**What you have to do:** Nothing in the data should change when you return it, but leave the pictures out.

┌─ Data shown

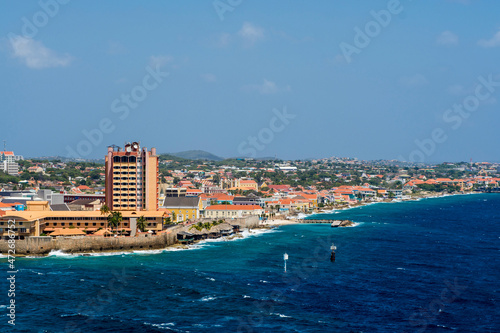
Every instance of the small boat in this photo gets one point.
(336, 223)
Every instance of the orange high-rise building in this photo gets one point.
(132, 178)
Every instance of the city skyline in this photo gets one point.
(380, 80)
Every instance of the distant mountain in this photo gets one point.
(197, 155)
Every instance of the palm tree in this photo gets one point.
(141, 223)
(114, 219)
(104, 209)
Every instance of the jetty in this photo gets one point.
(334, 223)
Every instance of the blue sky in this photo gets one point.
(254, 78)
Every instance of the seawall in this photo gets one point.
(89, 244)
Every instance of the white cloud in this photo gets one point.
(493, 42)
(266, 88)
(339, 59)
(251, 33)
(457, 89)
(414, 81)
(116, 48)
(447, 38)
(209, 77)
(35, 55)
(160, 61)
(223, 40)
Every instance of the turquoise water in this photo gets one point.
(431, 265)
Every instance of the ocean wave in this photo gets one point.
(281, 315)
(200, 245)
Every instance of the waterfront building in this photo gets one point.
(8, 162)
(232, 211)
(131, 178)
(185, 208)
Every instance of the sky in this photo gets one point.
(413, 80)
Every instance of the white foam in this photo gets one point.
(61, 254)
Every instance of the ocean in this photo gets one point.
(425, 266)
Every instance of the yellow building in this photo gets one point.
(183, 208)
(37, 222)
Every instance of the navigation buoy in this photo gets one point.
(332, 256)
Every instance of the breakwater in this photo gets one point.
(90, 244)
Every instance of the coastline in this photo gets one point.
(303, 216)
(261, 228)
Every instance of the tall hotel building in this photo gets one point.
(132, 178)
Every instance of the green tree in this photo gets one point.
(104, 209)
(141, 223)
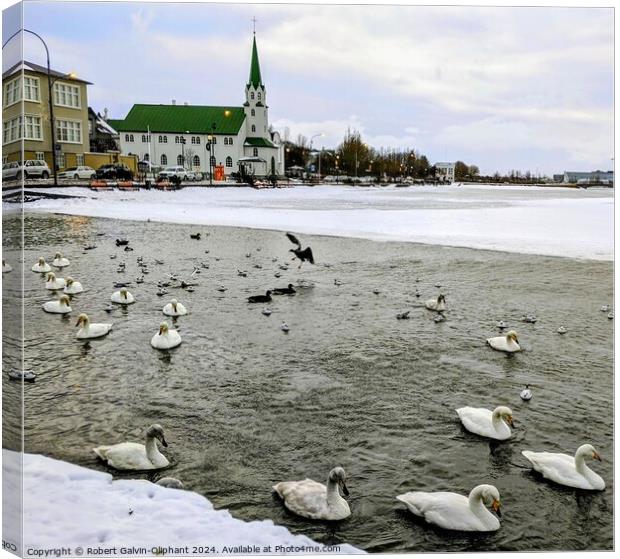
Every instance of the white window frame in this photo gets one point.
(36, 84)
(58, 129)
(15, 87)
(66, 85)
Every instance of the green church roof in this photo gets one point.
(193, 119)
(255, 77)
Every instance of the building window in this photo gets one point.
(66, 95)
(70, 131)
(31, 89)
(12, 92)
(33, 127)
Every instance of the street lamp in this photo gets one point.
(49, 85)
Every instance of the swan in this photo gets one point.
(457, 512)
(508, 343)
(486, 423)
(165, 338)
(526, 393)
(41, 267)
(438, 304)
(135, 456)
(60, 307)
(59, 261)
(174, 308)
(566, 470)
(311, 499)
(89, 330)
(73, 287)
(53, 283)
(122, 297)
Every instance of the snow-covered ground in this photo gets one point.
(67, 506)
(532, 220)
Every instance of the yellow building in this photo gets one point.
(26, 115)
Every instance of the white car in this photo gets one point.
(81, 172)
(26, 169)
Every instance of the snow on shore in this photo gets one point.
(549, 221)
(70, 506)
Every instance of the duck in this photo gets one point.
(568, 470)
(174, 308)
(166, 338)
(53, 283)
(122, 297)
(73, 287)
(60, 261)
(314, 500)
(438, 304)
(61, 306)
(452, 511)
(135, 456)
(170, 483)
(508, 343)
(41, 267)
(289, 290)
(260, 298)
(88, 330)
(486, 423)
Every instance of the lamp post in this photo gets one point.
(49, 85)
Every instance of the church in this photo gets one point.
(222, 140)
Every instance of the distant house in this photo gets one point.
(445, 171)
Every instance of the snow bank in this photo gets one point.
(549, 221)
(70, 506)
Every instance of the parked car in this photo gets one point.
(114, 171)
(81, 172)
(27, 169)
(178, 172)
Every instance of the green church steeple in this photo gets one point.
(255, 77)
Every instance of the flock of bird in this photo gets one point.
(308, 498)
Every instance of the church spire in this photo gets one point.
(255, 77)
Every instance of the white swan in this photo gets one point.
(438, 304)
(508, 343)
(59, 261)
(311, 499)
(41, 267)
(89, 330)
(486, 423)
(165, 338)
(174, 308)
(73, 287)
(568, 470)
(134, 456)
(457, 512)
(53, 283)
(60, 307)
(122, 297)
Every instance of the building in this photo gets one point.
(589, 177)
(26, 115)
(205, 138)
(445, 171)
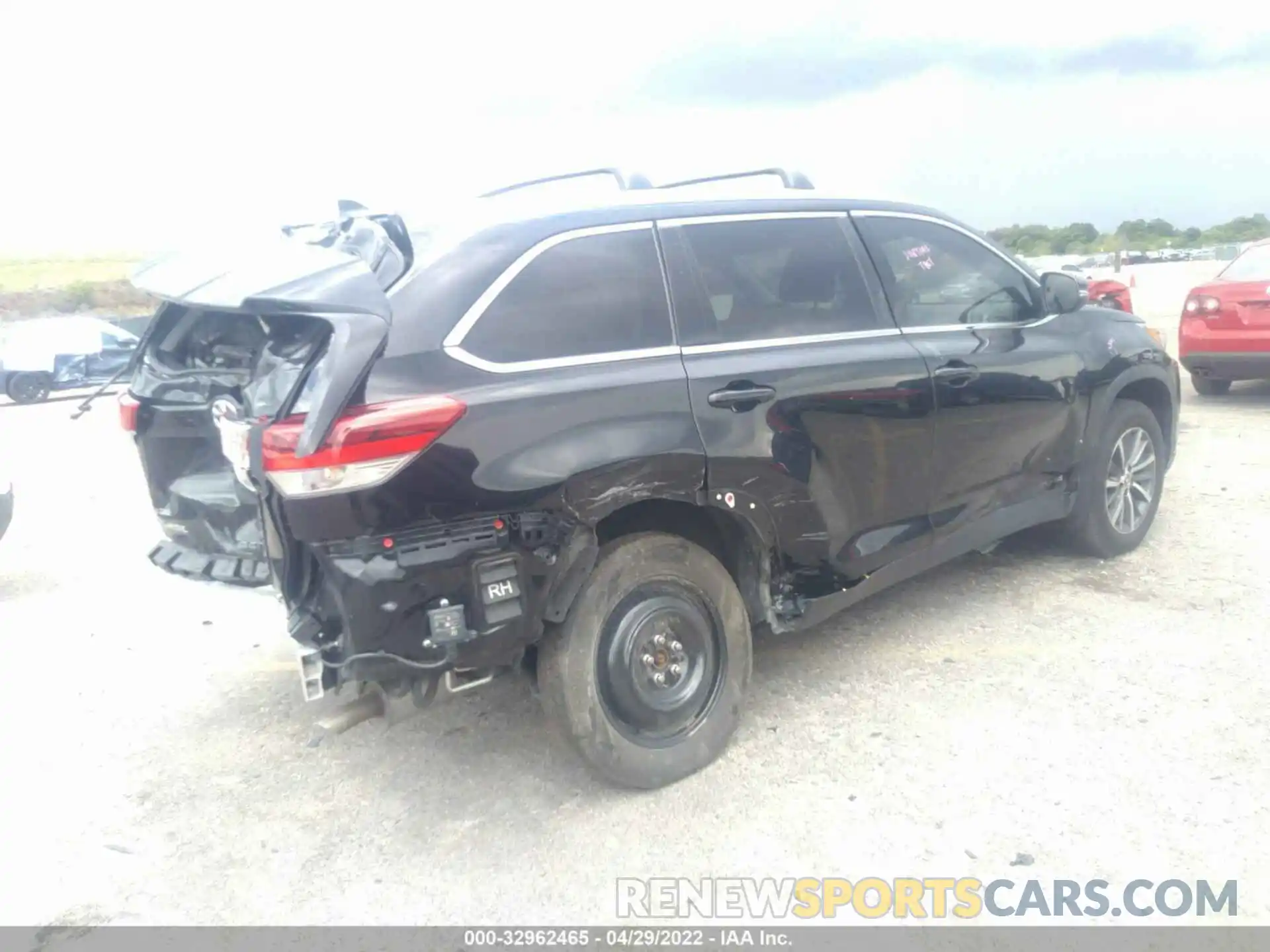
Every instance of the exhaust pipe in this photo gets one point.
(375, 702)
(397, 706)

└─

**Solution to this task:**
Every instance of the small boat in this photo gets one point.
(336, 223)
Every instance of the orange high-rise building in this photo gets one point.
(132, 178)
Every instance of the city skyline in this photo gets one point.
(380, 80)
Every instance of the distant mountain in this photo gets one point.
(197, 155)
Every instance of the palm tree in this photo gets one point.
(141, 223)
(114, 219)
(104, 209)
Every instance of the jetty in this photo gets one point.
(334, 223)
Every instance of the blue sky in this photo gets one point.
(254, 78)
Every instance of the seawall in this photo gets one point.
(89, 244)
Every instance of the white cloud in this photo gets one point.
(493, 42)
(266, 88)
(339, 59)
(251, 33)
(457, 89)
(414, 81)
(116, 48)
(447, 38)
(209, 77)
(35, 55)
(160, 61)
(223, 40)
Every instance of the turquoise water in this photo gets one point.
(431, 265)
Every instance of the ocean wave in this photo gets one point.
(281, 315)
(200, 245)
Every instance of the waterfront building in this photo gets one point.
(8, 162)
(232, 211)
(131, 178)
(185, 208)
Every instance of the sky in this photo gets one point.
(413, 80)
Every instance of the white foam in this photo gets one point.
(61, 254)
Every instance of the ocean in this photo gets one point.
(425, 266)
Every instance of the yellow building in this photo gets one point.
(183, 208)
(37, 222)
Every instance of the navigation buoy in this photo gets one point.
(332, 256)
Every instance of the breakwater in this photo gets one point.
(90, 244)
Every instance of the coastline in this photo gets one point.
(303, 216)
(261, 228)
Every instance of the tall hotel building in this photo gets one point.
(132, 178)
Every instance of the green tree in this photo gets one point.
(104, 209)
(141, 223)
Every instance of the white window frame in this photo gets one point.
(36, 84)
(58, 129)
(15, 87)
(66, 85)
Every instance of the green church roof in this photo gets one point.
(193, 119)
(255, 77)
Every instance of the building window in this photo gets one point.
(66, 95)
(70, 131)
(31, 89)
(12, 92)
(33, 127)
Every instance of the street lamp in this photo gets one point.
(49, 85)
Every instance of the swan in this photo gets one point.
(457, 512)
(508, 343)
(486, 423)
(165, 338)
(526, 393)
(41, 267)
(438, 304)
(135, 456)
(60, 307)
(59, 261)
(174, 308)
(566, 470)
(311, 499)
(89, 330)
(73, 287)
(53, 283)
(122, 297)
Every instance of the snow-covered ground in this photo gets one point.
(67, 506)
(532, 220)
Every instance of the yellow building in this photo gets one point.
(26, 115)
Every instance of the white car in this photo gets one point.
(81, 172)
(26, 169)
Every instance of the snow on shore in this photo gets one point.
(549, 221)
(70, 506)
Every instance of the duck in this photo gets one point.
(568, 470)
(174, 308)
(166, 338)
(53, 283)
(122, 297)
(73, 287)
(60, 261)
(314, 500)
(438, 304)
(61, 306)
(452, 511)
(135, 456)
(170, 483)
(508, 343)
(41, 267)
(289, 290)
(260, 298)
(88, 330)
(486, 423)
Every instance of the lamp post in this photo gets one point.
(49, 85)
Every instance of the church in this photo gets one point.
(222, 140)
Every instance of the distant house in this photo gets one point.
(445, 171)
Every instance of the snow bank in this photo gets one point.
(549, 221)
(70, 506)
Every instance of the parked car in this photo gets one point.
(114, 171)
(81, 172)
(27, 169)
(178, 172)
Every instance of the green church steeple in this photo gets one point.
(255, 77)
Every instance of the flock of bird in this photo gets one point.
(308, 498)
Every instance of the church spire in this photo gets one point.
(255, 77)
Every instance of the white swan in this photo gets one point.
(438, 304)
(508, 343)
(59, 261)
(311, 499)
(41, 267)
(89, 330)
(486, 423)
(165, 338)
(174, 308)
(73, 287)
(568, 470)
(134, 456)
(457, 512)
(53, 283)
(60, 307)
(122, 297)
Every instance of the building in this photo gets one point.
(589, 177)
(26, 115)
(205, 138)
(445, 171)
Every instance of the exhaust pipe in this photo gets one point.
(375, 702)
(397, 706)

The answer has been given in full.